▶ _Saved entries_
+---+
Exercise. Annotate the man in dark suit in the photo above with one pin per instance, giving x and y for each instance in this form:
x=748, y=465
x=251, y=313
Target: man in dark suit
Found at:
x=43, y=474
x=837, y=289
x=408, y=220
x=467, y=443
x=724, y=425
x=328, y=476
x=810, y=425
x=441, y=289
+---+
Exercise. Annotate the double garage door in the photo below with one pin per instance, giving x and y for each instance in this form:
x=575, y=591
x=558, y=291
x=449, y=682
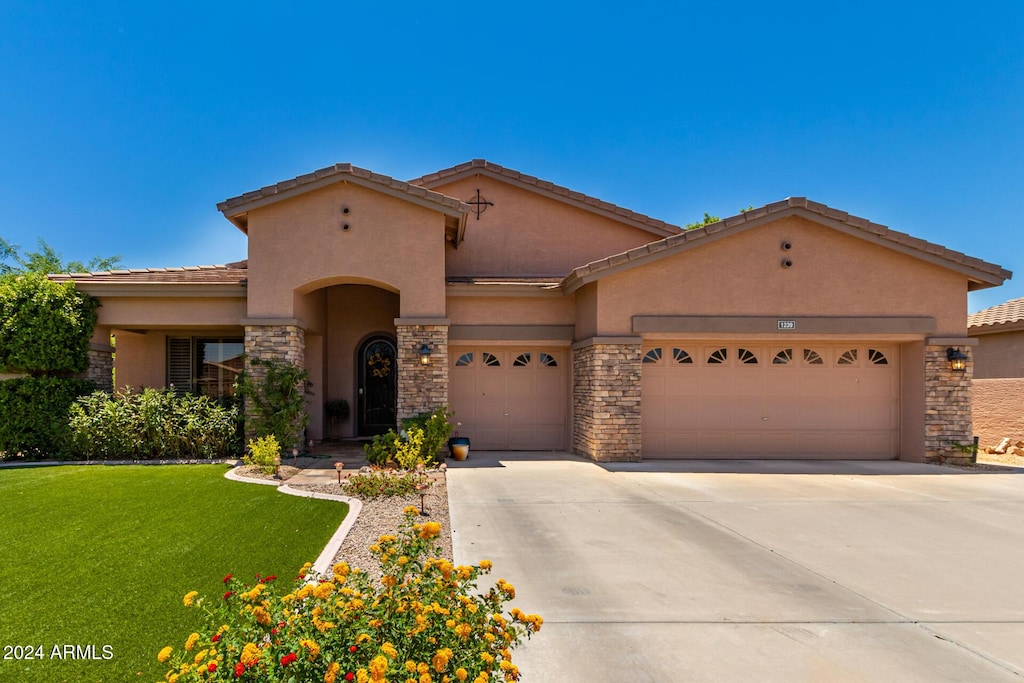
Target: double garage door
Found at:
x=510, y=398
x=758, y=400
+---+
Only the lines with "this" are needed; find them in the records and copy each one.

▶ _Finished task_
Exercise. Annotate the man in dark suit in the photo above with one pin per instance, giving x and y for each instance in this form:
Exercise. Annotate the double garage door in the photo below with one pin per instance, giving x and y for each instance in this form:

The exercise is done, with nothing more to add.